— Start —
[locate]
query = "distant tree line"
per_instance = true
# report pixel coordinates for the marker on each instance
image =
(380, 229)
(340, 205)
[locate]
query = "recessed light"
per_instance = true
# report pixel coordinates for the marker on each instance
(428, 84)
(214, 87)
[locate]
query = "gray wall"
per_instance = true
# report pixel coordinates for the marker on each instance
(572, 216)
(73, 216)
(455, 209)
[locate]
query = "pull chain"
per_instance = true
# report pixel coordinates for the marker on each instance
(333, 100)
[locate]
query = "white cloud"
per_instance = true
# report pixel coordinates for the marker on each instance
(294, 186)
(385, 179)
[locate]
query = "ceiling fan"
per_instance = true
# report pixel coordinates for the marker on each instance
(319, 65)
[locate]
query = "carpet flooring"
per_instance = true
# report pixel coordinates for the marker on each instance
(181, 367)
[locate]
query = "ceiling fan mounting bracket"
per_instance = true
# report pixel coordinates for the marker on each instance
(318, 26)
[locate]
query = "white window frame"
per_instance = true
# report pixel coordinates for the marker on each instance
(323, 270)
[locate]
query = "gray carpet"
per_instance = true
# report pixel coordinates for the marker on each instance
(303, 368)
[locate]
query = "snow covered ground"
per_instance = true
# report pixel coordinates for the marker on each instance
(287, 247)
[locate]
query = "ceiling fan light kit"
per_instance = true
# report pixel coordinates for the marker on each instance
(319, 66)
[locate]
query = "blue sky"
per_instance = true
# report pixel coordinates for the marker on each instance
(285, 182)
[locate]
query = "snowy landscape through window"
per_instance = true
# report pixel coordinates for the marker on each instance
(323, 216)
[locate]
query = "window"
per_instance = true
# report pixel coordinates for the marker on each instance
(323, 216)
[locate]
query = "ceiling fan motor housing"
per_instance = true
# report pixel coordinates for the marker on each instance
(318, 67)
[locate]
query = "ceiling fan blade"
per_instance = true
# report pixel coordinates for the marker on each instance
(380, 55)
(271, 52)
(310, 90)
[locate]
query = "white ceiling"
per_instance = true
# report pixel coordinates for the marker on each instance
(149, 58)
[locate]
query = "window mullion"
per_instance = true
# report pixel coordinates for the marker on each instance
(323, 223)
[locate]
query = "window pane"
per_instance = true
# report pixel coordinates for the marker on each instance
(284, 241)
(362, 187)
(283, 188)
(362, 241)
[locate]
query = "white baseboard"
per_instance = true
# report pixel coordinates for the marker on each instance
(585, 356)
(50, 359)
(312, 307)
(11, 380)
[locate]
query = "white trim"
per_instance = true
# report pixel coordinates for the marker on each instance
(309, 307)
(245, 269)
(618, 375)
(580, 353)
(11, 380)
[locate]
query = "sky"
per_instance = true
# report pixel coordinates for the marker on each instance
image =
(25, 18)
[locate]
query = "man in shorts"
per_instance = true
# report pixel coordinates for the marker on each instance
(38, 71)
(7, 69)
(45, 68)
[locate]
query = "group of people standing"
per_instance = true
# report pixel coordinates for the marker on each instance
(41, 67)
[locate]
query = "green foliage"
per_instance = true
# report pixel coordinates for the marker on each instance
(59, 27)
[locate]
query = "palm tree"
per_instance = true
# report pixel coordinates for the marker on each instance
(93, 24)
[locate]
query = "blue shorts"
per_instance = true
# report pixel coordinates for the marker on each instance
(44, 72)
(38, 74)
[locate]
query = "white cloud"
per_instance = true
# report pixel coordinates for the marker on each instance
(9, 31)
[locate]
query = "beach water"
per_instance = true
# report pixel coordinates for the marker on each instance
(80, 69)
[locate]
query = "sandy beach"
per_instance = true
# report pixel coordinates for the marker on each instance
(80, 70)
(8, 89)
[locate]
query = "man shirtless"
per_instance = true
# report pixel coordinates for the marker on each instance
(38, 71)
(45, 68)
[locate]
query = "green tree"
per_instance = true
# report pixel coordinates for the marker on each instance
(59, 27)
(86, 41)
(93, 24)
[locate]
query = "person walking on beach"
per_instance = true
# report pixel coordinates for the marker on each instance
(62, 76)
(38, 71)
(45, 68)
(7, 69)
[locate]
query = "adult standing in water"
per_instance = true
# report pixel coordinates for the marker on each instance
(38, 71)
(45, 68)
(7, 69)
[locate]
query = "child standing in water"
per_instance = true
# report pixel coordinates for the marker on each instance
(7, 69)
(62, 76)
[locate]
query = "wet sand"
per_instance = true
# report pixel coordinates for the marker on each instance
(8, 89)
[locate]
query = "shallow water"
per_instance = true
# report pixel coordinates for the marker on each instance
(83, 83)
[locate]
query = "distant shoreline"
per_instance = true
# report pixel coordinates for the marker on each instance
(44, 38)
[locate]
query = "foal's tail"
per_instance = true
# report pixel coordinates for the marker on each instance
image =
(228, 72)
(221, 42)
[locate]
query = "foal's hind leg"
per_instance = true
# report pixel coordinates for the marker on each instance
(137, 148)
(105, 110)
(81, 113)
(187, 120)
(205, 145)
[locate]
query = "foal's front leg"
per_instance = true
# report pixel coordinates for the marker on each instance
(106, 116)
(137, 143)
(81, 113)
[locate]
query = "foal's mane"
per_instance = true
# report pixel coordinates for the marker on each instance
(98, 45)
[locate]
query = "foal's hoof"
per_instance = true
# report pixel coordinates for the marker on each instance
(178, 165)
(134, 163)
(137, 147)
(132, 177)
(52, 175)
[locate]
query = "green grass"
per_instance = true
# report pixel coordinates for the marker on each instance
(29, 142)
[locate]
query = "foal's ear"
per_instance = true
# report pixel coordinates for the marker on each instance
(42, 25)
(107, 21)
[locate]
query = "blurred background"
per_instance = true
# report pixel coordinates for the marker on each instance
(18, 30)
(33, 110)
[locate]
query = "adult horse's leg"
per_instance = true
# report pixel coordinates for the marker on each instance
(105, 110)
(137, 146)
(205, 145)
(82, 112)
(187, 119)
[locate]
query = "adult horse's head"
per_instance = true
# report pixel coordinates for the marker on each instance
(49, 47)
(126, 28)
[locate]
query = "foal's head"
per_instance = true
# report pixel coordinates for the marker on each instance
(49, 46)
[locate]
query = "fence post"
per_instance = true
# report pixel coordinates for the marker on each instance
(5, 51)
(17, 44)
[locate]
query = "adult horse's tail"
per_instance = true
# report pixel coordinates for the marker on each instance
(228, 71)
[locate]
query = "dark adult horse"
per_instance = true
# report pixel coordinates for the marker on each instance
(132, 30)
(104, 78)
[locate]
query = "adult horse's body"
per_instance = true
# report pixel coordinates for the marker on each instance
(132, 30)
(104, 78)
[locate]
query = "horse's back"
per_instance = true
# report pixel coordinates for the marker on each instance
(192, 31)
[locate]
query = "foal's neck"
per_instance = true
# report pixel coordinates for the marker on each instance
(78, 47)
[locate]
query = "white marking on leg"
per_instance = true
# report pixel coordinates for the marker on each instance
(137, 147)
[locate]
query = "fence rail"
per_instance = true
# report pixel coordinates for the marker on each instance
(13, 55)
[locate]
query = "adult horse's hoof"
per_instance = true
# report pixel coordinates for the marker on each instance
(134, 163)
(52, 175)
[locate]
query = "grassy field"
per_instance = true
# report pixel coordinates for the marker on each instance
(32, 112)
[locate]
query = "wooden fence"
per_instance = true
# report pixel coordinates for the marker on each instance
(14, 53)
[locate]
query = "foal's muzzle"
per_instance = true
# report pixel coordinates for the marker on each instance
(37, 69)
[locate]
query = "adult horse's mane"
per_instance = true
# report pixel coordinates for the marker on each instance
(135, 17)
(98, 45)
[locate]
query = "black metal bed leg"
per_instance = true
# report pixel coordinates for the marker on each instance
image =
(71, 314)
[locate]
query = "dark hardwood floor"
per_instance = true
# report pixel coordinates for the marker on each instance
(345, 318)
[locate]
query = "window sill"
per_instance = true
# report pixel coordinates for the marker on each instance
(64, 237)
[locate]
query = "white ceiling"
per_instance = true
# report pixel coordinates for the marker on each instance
— End —
- **EXERCISE DIRECTIONS**: Tally how many lines in the records above contain the word "dark", treating case as significant, and give only that number.

- **FINISHED EXERCISE**: 2